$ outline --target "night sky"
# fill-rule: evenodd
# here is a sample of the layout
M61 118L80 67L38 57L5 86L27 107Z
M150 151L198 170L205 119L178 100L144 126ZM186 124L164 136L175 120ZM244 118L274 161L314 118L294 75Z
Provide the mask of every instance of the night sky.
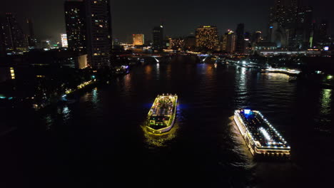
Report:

#### [Work required]
Reproduce all the items above line for line, leaving out the picture.

#### [Exercise answer]
$ outline --target "night sky"
# fill-rule: evenodd
# here is a sample of the layout
M61 118L80 67L38 57L5 86L27 107Z
M150 151L198 170L205 119L178 100L144 126ZM186 124L164 136L175 120ZM244 118L274 161L314 118L294 75Z
Provide the mask of every instance of the night sky.
Report:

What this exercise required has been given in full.